(Extract)
******

These are chat archives for atomix/atomix

17th
Jun 2016
Churro Morales
@churrodog
Jun 17 2016 17:23
hey guys do you know of anyone using copycat in production at decent scale?
Jordan Halterman
@kuujo
Jun 17 2016 21:16
TBH I never really ask anyone about their production environments. @madjam has the most experience with it of the people I frequently talk to and who contribute. Its use at my own company is in its infancy and will likely never hit anything I would consider decent scale if you’re talking about throughput
Gardner Vickers
@gardnervickers
Jun 17 2016 21:34
Hey folks, awesome project I’ve been very impressed with the ease of getting started!
Jordan Halterman
@kuujo
Jun 17 2016 21:34
thanks!
Gardner Vickers
@gardnervickers
Jun 17 2016 21:36
I’ve been particularly interested in Copycat, still reading through the docs and toying around with the examples, but I was wondering if it’s possible to trigger log snapshotting through a client rather than through one of the automatic options.
s/snapshotting/compaction
Jordan Halterman
@kuujo
Jun 17 2016 21:48
Not right now, but there may be an argument for supporting it. Obviously, the fact that it supports snapshots is probably one of those. Client triggered compaction probably makes a bit less sense just with the incremental compaction algorithm. We'd have to think about what the implications are. Particularly what to do with the current segment. When a client triggers compaction, the lot could role over to a new segment so all of the log can be compacted. But there's no reason it can't be supported. I think there's probably a lot of optimization that can be done in log compaction. Right now it really just happens when a segment fills up. But there might be good arguments in general for different mechanisms. Logs accumulate obsolete entries continuously.

******

(Stored data)

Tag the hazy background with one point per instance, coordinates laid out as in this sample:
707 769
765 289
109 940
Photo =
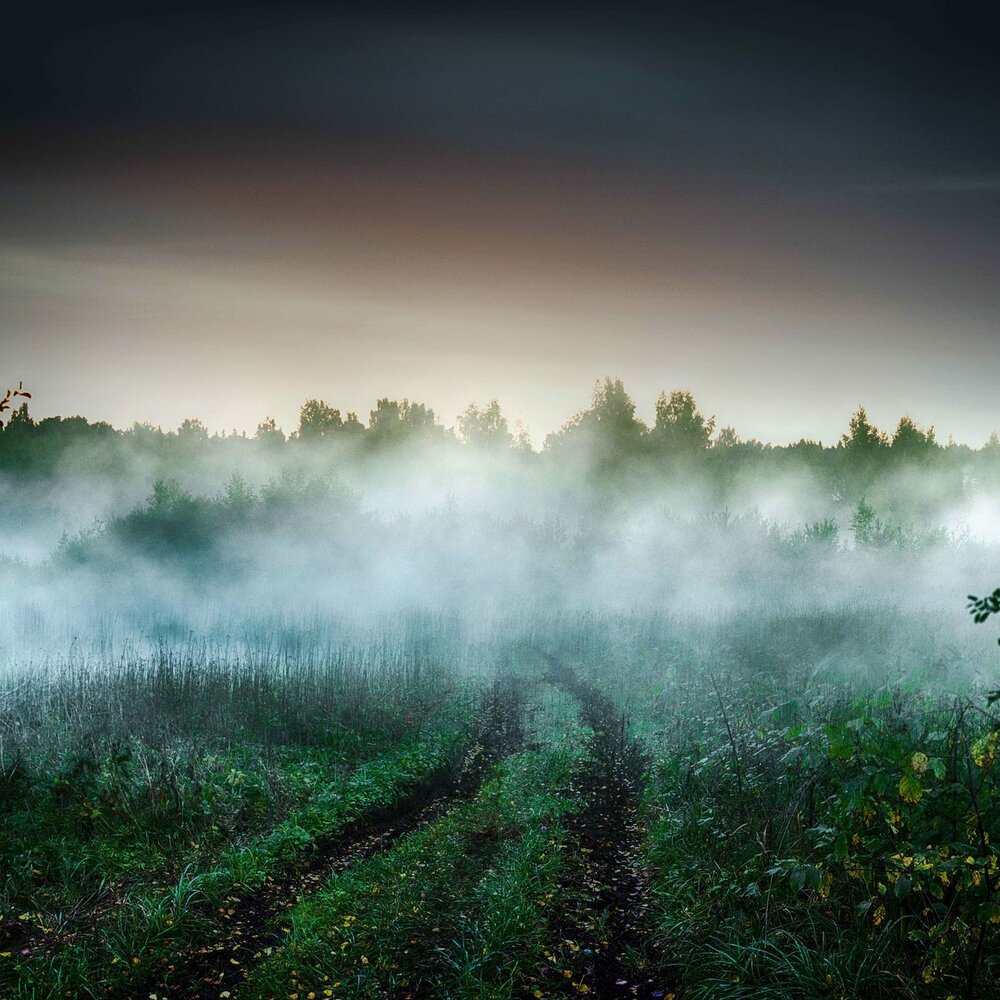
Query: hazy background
216 211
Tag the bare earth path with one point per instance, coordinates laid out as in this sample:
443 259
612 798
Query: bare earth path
605 937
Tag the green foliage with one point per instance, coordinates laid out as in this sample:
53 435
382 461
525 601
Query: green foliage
680 428
485 427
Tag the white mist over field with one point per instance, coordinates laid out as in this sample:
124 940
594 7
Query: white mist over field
135 543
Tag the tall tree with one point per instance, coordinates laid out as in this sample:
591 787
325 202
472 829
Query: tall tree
680 428
485 427
317 420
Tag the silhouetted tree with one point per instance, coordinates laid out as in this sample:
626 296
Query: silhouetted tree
911 443
9 396
393 421
317 419
485 427
269 432
680 428
610 428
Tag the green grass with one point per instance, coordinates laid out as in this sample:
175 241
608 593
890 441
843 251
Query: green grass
460 907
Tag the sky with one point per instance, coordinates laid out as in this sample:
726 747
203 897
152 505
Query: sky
218 211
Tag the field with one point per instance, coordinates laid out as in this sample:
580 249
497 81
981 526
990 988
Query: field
556 807
439 719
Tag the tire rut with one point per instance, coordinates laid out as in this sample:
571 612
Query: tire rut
607 938
250 922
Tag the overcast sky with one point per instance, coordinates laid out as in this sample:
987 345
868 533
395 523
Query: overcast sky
789 209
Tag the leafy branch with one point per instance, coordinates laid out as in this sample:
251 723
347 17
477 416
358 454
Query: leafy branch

******

(Exercise requirements)
a - According to the chat archive, when does log compaction currently happen in Copycat?
b - Copy the chat archive word for word, from "s/snapshotting/compaction" up to and including "obsolete entries continuously.".

(Expected outputs)
a - It happens when a segment fills up.

b -
s/snapshotting/compaction
Jordan Halterman
@kuujo
Jun 17 2016 21:48
Not right now, but there may be an argument for supporting it. Obviously, the fact that it supports snapshots is probably one of those. Client triggered compaction probably makes a bit less sense just with the incremental compaction algorithm. We'd have to think about what the implications are. Particularly what to do with the current segment. When a client triggers compaction, the lot could role over to a new segment so all of the log can be compacted. But there's no reason it can't be supported. I think there's probably a lot of optimization that can be done in log compaction. Right now it really just happens when a segment fills up. But there might be good arguments in general for different mechanisms. Logs accumulate obsolete entries continuously.